══ Records shown ══
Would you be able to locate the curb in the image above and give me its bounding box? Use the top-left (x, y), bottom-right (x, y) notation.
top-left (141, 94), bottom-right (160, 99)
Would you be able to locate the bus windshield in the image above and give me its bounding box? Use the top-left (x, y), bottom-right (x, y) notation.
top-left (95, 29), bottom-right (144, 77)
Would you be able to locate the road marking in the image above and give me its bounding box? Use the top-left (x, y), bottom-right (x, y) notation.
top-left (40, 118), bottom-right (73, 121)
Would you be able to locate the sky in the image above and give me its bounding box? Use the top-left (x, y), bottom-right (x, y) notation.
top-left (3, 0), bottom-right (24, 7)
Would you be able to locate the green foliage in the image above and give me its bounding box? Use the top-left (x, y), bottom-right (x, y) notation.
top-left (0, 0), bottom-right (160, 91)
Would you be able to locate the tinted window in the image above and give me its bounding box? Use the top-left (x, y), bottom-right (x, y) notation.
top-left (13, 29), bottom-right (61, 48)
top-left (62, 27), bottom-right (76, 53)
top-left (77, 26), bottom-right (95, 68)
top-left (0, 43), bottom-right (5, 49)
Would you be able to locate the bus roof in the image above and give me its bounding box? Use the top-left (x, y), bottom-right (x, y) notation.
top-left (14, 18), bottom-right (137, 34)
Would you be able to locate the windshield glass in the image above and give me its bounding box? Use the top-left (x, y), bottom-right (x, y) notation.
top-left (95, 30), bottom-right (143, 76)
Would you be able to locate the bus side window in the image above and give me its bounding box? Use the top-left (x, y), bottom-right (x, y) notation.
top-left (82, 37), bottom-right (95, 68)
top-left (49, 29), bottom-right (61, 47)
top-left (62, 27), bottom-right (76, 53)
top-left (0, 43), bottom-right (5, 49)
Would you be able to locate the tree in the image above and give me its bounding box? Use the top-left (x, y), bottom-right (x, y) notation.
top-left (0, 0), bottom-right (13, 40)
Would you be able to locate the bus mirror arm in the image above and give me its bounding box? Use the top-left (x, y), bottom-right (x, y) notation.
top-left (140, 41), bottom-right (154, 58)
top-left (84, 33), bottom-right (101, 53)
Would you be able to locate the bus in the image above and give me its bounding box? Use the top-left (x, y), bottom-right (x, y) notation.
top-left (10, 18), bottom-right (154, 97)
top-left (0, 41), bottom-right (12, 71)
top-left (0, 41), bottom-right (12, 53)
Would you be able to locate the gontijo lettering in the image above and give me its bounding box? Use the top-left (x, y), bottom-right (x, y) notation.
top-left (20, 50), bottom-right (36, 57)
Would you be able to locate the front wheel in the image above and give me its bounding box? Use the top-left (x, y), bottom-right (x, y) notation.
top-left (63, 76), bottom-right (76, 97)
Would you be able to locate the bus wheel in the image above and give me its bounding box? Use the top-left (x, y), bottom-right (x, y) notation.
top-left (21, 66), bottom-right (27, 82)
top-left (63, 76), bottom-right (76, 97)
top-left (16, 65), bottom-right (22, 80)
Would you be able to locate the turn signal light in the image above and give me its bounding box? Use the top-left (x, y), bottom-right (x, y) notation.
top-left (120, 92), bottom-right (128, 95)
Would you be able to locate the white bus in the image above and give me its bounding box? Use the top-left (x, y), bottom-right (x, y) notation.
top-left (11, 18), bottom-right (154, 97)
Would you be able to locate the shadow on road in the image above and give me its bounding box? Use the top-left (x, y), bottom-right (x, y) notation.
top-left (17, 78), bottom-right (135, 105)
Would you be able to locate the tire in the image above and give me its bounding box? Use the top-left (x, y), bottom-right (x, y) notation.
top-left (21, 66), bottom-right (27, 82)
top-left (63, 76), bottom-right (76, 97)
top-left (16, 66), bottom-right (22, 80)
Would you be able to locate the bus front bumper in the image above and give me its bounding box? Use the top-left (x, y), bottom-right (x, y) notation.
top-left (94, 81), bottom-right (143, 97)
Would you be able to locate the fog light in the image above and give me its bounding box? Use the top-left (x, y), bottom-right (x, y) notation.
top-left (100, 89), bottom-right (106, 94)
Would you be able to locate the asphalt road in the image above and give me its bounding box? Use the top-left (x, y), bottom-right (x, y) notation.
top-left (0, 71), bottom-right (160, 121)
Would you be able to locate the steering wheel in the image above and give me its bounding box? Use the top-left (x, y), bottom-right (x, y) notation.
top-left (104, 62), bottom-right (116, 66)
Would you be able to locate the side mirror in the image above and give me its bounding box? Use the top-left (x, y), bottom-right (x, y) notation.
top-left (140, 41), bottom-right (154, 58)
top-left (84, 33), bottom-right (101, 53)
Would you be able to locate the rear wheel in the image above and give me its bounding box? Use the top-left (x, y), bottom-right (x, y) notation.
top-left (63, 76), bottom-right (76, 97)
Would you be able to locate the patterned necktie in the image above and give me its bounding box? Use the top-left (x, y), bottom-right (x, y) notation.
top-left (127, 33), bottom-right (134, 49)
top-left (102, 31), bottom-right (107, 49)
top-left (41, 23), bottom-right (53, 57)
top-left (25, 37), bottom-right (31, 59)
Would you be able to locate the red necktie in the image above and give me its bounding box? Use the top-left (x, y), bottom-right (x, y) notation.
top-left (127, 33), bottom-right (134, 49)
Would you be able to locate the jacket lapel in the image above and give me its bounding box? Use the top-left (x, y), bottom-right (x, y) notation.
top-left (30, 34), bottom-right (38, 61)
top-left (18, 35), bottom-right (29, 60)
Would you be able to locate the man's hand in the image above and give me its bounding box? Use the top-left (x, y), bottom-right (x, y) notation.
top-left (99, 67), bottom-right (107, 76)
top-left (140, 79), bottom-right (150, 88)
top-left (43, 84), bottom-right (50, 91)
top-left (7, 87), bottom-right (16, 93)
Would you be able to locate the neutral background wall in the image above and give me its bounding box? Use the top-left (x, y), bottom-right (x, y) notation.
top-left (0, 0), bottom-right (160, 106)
═══
Given task
Turn every line of the listing above into a JSON list of strings, one string per line, and leave out any blank lines.

Output of the task
[
  "Would you be able to locate the curb in the image above and give me its bounding box? Use the top-left (x, y), bottom-right (x, y) notation.",
  "top-left (141, 94), bottom-right (160, 99)",
  "Would you be able to locate the bus windshield in the image above and give me its bounding box? Use the top-left (x, y), bottom-right (x, y) notation.",
  "top-left (95, 29), bottom-right (144, 77)",
  "Would you be able to locate the road marking in the image above and give me its bounding box? Use the top-left (x, y), bottom-right (x, y) notation.",
  "top-left (40, 118), bottom-right (73, 121)",
  "Would you be able to locate the sky in the image above and give me its bounding box? Use the top-left (x, y), bottom-right (x, y) notation.",
  "top-left (3, 0), bottom-right (24, 7)",
  "Would you be able to locate the green foliage in the image above and give me its bounding box? Use the top-left (x, y), bottom-right (x, y) notation.",
  "top-left (0, 0), bottom-right (160, 91)",
  "Would you be able to locate the tinted window in the image above and give me its bounding box? Use the top-left (x, y), bottom-right (x, y) notation.",
  "top-left (13, 29), bottom-right (61, 48)",
  "top-left (62, 27), bottom-right (76, 53)",
  "top-left (77, 26), bottom-right (95, 68)",
  "top-left (0, 43), bottom-right (5, 49)",
  "Would you be able to locate the bus roof in the image above and give me its bounding box? Use the top-left (x, y), bottom-right (x, y) notation.",
  "top-left (14, 18), bottom-right (137, 34)",
  "Would you be able to locate the windshield glass in the image above and give me its bounding box? Use the top-left (x, y), bottom-right (x, y) notation.",
  "top-left (95, 30), bottom-right (143, 76)",
  "Would you be able to locate the bus side window in the image above and give me its bounding box? Use the top-left (x, y), bottom-right (x, y) notation.",
  "top-left (82, 37), bottom-right (95, 68)",
  "top-left (49, 29), bottom-right (61, 47)",
  "top-left (62, 27), bottom-right (76, 53)",
  "top-left (0, 43), bottom-right (5, 49)",
  "Would you be able to locate the tree in the image above and give me its bounding box? Use the top-left (x, y), bottom-right (x, y) notation.",
  "top-left (0, 0), bottom-right (13, 40)",
  "Would you be able to locate the bus mirror arm in the image above and give me its bounding box? Use the top-left (x, y), bottom-right (x, y) notation.",
  "top-left (140, 41), bottom-right (154, 58)",
  "top-left (84, 33), bottom-right (101, 53)",
  "Would you be able to locate the bus in the image above and give me its bounding box? Use the top-left (x, y), bottom-right (x, y) notation.",
  "top-left (10, 18), bottom-right (154, 97)",
  "top-left (0, 41), bottom-right (12, 71)",
  "top-left (0, 41), bottom-right (12, 53)",
  "Would you be able to locate the gontijo lettering in the image above and give me its bounding box? Use the top-left (x, y), bottom-right (x, y) notation.",
  "top-left (20, 50), bottom-right (36, 57)",
  "Would you be able to locate the front wheel in the image above and give me its bounding box? Use the top-left (x, y), bottom-right (x, y) notation.",
  "top-left (63, 76), bottom-right (76, 97)",
  "Would you be able to locate the bus wheel in the image above and give me its bounding box? Use the top-left (x, y), bottom-right (x, y) notation.",
  "top-left (21, 66), bottom-right (27, 82)",
  "top-left (63, 76), bottom-right (76, 97)",
  "top-left (16, 65), bottom-right (22, 80)",
  "Would you be able to locate the turn signal light in the image above and give me its bounding box? Use the top-left (x, y), bottom-right (x, y) notation.",
  "top-left (120, 92), bottom-right (128, 95)",
  "Would you be able to locate the white bus in the image above and give me its bounding box? Use the top-left (x, y), bottom-right (x, y) notation.",
  "top-left (11, 18), bottom-right (154, 97)",
  "Would you be able to locate the shadow on road in the image above and give me its bounding box? Use the top-left (x, y), bottom-right (x, y) notation.",
  "top-left (17, 78), bottom-right (135, 105)",
  "Would you be able to locate the tire in the image above and give me its bounding box? Use the top-left (x, y), bottom-right (x, y) notation.",
  "top-left (21, 66), bottom-right (27, 82)",
  "top-left (63, 76), bottom-right (76, 97)",
  "top-left (16, 66), bottom-right (22, 80)",
  "Would you be able to locate the bus front bumper in the image above and give me its bounding box? Use the top-left (x, y), bottom-right (x, y) notation.",
  "top-left (94, 81), bottom-right (143, 97)",
  "Would you be able to locate the fog light in the image above and give me its bounding box? Use the top-left (x, y), bottom-right (x, y) notation.",
  "top-left (100, 89), bottom-right (106, 94)",
  "Would you be able to locate the asphalt road in the image above and give me its bounding box? Use the top-left (x, y), bottom-right (x, y) notation.",
  "top-left (0, 71), bottom-right (160, 121)",
  "Would you be able to locate the steering wheel in the image above and give me its bounding box? Use the top-left (x, y), bottom-right (x, y) notation.",
  "top-left (104, 62), bottom-right (116, 66)",
  "Would you be able to locate the side mirror in the image above and give me its bounding box? Use the top-left (x, y), bottom-right (x, y) notation.",
  "top-left (140, 41), bottom-right (154, 58)",
  "top-left (84, 33), bottom-right (101, 53)",
  "Would you be able to locate the rear wheel in the image above and give me its bounding box? Use the top-left (x, y), bottom-right (x, y) notation.",
  "top-left (63, 76), bottom-right (76, 97)",
  "Would you be able to locate the patterned necktie in the image above and give me its bounding box? Use the top-left (x, y), bottom-right (x, y) notation.",
  "top-left (127, 33), bottom-right (134, 49)",
  "top-left (102, 31), bottom-right (107, 49)",
  "top-left (41, 23), bottom-right (53, 57)",
  "top-left (25, 37), bottom-right (31, 59)",
  "Would you be able to locate the red necktie in the image above and give me its bounding box? Use the top-left (x, y), bottom-right (x, y) notation.",
  "top-left (127, 33), bottom-right (134, 49)",
  "Would you be able to locate the jacket lapel in the image above and give me its bounding box? Use the top-left (x, y), bottom-right (x, y) notation.",
  "top-left (30, 34), bottom-right (38, 61)",
  "top-left (18, 35), bottom-right (29, 60)",
  "Would you be able to locate the man's hand in the image above and give me its bounding box? Use the top-left (x, y), bottom-right (x, y) notation.",
  "top-left (99, 67), bottom-right (107, 76)",
  "top-left (140, 79), bottom-right (150, 88)",
  "top-left (43, 84), bottom-right (50, 91)",
  "top-left (7, 87), bottom-right (16, 93)",
  "Would you be able to locate the neutral background wall in the image above and give me its bounding box? Use the top-left (x, y), bottom-right (x, y) notation.",
  "top-left (0, 0), bottom-right (160, 106)"
]